◆ Input data:
═══

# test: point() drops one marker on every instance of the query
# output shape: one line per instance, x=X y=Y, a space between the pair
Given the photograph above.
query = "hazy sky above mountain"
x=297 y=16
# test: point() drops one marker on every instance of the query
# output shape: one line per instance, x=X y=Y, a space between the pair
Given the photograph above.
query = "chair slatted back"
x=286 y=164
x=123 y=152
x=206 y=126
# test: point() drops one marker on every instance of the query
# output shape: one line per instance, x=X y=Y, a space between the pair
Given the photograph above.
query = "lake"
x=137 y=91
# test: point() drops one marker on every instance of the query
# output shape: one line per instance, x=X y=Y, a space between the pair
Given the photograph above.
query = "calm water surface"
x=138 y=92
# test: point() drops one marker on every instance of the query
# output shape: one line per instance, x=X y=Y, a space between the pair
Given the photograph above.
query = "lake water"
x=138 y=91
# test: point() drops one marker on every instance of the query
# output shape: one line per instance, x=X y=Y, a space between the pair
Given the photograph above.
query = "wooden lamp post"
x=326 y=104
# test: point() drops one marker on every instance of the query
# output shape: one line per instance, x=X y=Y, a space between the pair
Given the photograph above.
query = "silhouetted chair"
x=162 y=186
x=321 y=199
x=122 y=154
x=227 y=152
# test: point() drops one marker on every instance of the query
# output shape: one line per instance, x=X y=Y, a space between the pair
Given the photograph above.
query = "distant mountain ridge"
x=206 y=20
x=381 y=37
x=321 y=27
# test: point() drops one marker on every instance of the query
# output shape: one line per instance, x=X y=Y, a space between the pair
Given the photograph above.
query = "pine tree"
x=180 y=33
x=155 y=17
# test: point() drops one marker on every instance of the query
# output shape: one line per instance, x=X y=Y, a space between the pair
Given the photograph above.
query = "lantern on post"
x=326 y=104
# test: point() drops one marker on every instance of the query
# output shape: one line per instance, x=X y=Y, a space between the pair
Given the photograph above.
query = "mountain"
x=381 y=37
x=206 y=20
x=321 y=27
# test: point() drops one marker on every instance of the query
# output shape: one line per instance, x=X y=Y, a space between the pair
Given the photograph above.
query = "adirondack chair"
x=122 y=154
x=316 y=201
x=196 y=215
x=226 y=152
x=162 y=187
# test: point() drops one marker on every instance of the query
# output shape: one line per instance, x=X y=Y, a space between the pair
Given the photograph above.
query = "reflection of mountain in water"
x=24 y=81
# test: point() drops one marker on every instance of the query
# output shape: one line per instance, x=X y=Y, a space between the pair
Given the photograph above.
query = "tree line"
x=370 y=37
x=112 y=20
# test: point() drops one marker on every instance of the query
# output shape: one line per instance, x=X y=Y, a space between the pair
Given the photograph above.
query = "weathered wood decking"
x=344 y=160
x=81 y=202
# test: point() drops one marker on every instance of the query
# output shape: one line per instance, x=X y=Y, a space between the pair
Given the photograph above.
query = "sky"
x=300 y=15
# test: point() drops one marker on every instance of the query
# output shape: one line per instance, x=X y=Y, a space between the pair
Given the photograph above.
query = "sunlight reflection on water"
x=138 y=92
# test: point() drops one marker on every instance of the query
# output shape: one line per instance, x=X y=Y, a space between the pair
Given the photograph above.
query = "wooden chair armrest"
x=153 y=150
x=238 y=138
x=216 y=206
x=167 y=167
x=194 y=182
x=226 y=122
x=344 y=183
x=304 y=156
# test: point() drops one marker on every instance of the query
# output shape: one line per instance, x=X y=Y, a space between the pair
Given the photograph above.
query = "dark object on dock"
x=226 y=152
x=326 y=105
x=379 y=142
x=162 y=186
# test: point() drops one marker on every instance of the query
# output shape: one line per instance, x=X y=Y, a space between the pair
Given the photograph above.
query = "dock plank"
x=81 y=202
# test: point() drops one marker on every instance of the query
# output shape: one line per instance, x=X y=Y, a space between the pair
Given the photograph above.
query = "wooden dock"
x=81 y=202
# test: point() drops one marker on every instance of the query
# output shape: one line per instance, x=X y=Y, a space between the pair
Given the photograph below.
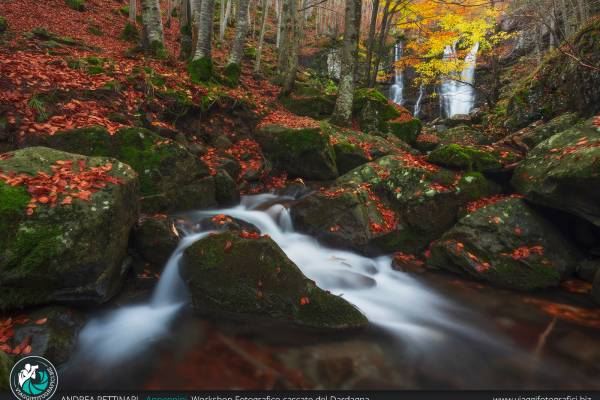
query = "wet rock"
x=507 y=244
x=562 y=172
x=226 y=191
x=304 y=153
x=228 y=274
x=71 y=252
x=561 y=84
x=53 y=332
x=155 y=238
x=397 y=203
x=170 y=176
x=533 y=137
x=222 y=223
x=472 y=158
x=587 y=269
x=464 y=135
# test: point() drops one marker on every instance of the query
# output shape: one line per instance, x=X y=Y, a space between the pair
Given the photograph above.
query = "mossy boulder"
x=407 y=131
x=71 y=253
x=155 y=238
x=533 y=137
x=201 y=70
x=507 y=244
x=317 y=106
x=355 y=148
x=171 y=178
x=373 y=110
x=56 y=337
x=396 y=203
x=6 y=364
x=562 y=172
x=472 y=158
x=561 y=83
x=464 y=135
x=304 y=152
x=231 y=275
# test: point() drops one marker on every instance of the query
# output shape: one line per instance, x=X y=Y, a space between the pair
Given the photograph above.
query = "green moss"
x=130 y=33
x=77 y=5
x=232 y=74
x=464 y=157
x=200 y=70
x=406 y=131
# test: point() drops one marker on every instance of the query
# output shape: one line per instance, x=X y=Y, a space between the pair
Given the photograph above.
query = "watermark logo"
x=33 y=378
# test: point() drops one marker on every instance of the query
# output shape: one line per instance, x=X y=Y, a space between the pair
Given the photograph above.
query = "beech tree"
x=343 y=104
x=233 y=68
x=153 y=39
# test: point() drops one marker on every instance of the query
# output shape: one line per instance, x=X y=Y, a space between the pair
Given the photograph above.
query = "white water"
x=457 y=95
x=419 y=100
x=397 y=88
x=392 y=300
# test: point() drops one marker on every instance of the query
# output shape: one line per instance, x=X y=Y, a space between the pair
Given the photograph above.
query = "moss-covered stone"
x=72 y=252
x=166 y=169
x=201 y=70
x=562 y=172
x=507 y=244
x=231 y=74
x=229 y=275
x=471 y=158
x=304 y=152
x=407 y=131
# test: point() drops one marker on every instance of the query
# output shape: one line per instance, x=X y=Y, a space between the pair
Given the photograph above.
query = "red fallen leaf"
x=304 y=301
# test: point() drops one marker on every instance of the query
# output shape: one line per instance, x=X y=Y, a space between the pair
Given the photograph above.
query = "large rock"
x=396 y=203
x=561 y=83
x=304 y=152
x=171 y=178
x=230 y=274
x=70 y=250
x=507 y=244
x=562 y=172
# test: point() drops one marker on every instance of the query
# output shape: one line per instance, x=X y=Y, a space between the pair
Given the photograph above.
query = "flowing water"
x=410 y=319
x=457 y=94
x=397 y=88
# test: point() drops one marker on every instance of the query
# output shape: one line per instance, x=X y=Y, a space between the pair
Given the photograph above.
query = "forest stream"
x=426 y=331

═══

All of the entries above are to be written out exactly, with no pictures.

◆ Exercise output:
# test: point() drops one marker on every instance of the query
# output shape: one line per instance, x=X y=Y, a space between the pair
Given the photograph above.
query = "hazy sky above mountain"
x=297 y=16
# test: point() drops one marker on every instance of the query
# output shape: one line per instance, x=X y=Y, a space between the pair
Given the photograph above.
query = "chair slatted back"
x=286 y=164
x=123 y=152
x=206 y=126
# test: point() drops one marker on every instance of the query
# output shape: one line per instance, x=X y=Y, a space between the pair
Given the photograph above.
query = "lake"
x=137 y=91
# test: point() drops one marker on every instance of the query
# output shape: one line per instance, x=X y=Y, a space between the pair
Given the photograph above.
query = "calm water surface"
x=138 y=92
# test: point() drops one marker on every instance of the query
# output shape: one line per instance, x=X y=Y, a space between the pair
Given the photograph above.
query = "lake water"
x=138 y=91
# test: point() drops one marker on every instance of the query
# output shape: one line per instance, x=X y=Y, a space between the pair
Given the photograph above.
query = "wooden lamp post"
x=326 y=104
# test: point() drops one marker on every instance of the query
# output shape: one line per instance, x=X y=Y, a space between the pair
Given the photograph above.
query = "silhouetted chair"
x=162 y=186
x=321 y=199
x=122 y=154
x=227 y=152
# test: point() drops one marker on every instance of the query
# output shape: one line per instance, x=X y=Y, a space between the pair
Given the photograph above.
query = "distant mountain ridge"
x=206 y=20
x=381 y=37
x=321 y=27
# test: point() drops one marker on every instance of the query
# output shape: one line per instance, x=X y=Y, a space between the pair
Given the photograph above.
query = "pine tree"
x=180 y=33
x=155 y=17
# test: point() drops one marker on every instance of the query
# output shape: one line per instance, x=X y=Y, a space between the pair
Given the photograph above.
query = "lantern on post"
x=326 y=104
# test: point() drops one marker on every instance of the query
# output shape: one line per instance, x=X y=Y, a space between the pair
Given the photograph above.
query = "mountain"
x=381 y=37
x=206 y=20
x=321 y=27
# test: point() drops one marker on every instance of the query
# output shape: one line per instance, x=X y=Y, a space between the pair
Given the photograph above.
query = "adirondack chair"
x=122 y=154
x=316 y=201
x=196 y=215
x=226 y=152
x=162 y=187
# test: point() drops one marker on every instance of the query
# output shape: one line per instance, x=X y=Y, a space between the pair
Given the photograph above.
query = "reflection of mountain in water"
x=24 y=81
# test: point() drops one marker on every instance of the query
# output shape: one line per instance, x=X y=Y, a space between the pair
Given the photograph above.
query = "tree line"
x=370 y=37
x=112 y=20
# test: point() drops one marker on every instance of the query
# output shape: one line per instance, x=X y=Y, a space between the pair
Given the photograph above.
query = "weathered wood decking"
x=344 y=160
x=81 y=202
# test: point() drops one marker on every instance of the query
# output shape: one line per instance, x=X y=Y, a space between the pair
Given the photograph above.
query = "sky"
x=300 y=15
# test: point() drops one marker on every instance of the query
# output shape: one line per instance, x=X y=Y, a space between the pair
Given the photograph above.
query = "sunlight reflection on water"
x=138 y=92
# test: point() drops one marker on every instance of the query
# output shape: one line per instance, x=X y=Y, a space between the pair
Given the photograph above.
query = "wooden chair armrest"
x=153 y=150
x=238 y=138
x=216 y=206
x=167 y=167
x=194 y=182
x=226 y=122
x=344 y=183
x=304 y=156
# test: point() drops one marker on every instance of the query
# output shape: one line per instance, x=X y=Y, a space between the pair
Given the photograph above.
query = "dark object on dock"
x=226 y=152
x=326 y=105
x=379 y=142
x=162 y=186
# test: point() drops one marker on every instance of the query
# output shape: one line per instance, x=X y=Y, a space between the pair
Given the photograph above.
query = "dock plank"
x=81 y=202
# test: point() drops one marker on every instance of the query
# output shape: one line per instance, x=X y=Y, a space between the pair
Given the photograph above.
query = "wooden dock"
x=81 y=202
# test: point() drops one marker on every instance of the query
# output shape: one line per instance, x=X y=Y, a space between the pair
Given the photograph below.
query = "wet rock"
x=507 y=244
x=562 y=172
x=226 y=191
x=304 y=153
x=228 y=274
x=71 y=252
x=561 y=84
x=53 y=332
x=155 y=238
x=397 y=203
x=170 y=176
x=533 y=137
x=222 y=223
x=472 y=158
x=587 y=269
x=464 y=135
# test: point() drops one marker on every instance of the query
# output shape: one line per instance, x=X y=Y, a space between the pair
Given the photograph above.
query = "mossy boulder"
x=407 y=131
x=71 y=253
x=155 y=238
x=533 y=137
x=201 y=70
x=507 y=244
x=317 y=106
x=355 y=148
x=171 y=178
x=373 y=110
x=56 y=337
x=396 y=203
x=6 y=364
x=562 y=172
x=472 y=158
x=561 y=83
x=464 y=135
x=304 y=152
x=231 y=275
# test: point() drops one marker on every instance of the query
# output shape: one line per instance, x=X y=Y, a space between the pair
Given the photograph above.
query = "green moss"
x=130 y=33
x=77 y=5
x=232 y=74
x=464 y=157
x=200 y=70
x=406 y=131
# test: point() drops one marker on every instance of the query
# output shape: one line per instance, x=X y=Y, a space between the pair
Given the photograph above.
query = "watermark logo"
x=33 y=378
# test: point() drops one marker on every instance of the query
# output shape: one line per instance, x=X y=Y, a space between the pair
Given the photograph above.
query = "beech tree"
x=343 y=104
x=233 y=68
x=153 y=39
# test: point() drops one marker on every instance of the query
# output shape: one line per instance, x=X y=Y, a space between the pair
Given the photograph above.
query = "white water"
x=457 y=95
x=419 y=100
x=397 y=88
x=392 y=300
# test: point() drops one marker on every instance of the query
# output shape: one line per instance, x=X y=Y, a space between the pair
Given the photograph above.
query = "moss-covered stone"
x=72 y=252
x=166 y=169
x=201 y=70
x=562 y=172
x=507 y=244
x=231 y=74
x=229 y=275
x=471 y=158
x=304 y=152
x=407 y=131
# test: point() drops one marker on every instance of the query
# output shape: one line per instance, x=X y=Y, a space between the pair
Given the photograph above.
query = "red fallen leaf"
x=304 y=301
# test: point() drops one marker on every instance of the query
# output shape: one line per instance, x=X y=Y, a space between the pair
Given the photograph above.
query = "large rock"
x=396 y=203
x=561 y=83
x=304 y=152
x=171 y=178
x=230 y=274
x=70 y=250
x=507 y=244
x=562 y=172
# test: point() drops one marker on every instance of the query
# output shape: one line per instance, x=X y=Y, a space between the pair
Given the photograph above.
query = "flowing water"
x=410 y=319
x=457 y=94
x=397 y=88
# test: point() drops one marker on every instance of the query
# output shape: one line per instance, x=X y=Y, a space between the pair
Given the photograph above.
query = "forest stream"
x=426 y=331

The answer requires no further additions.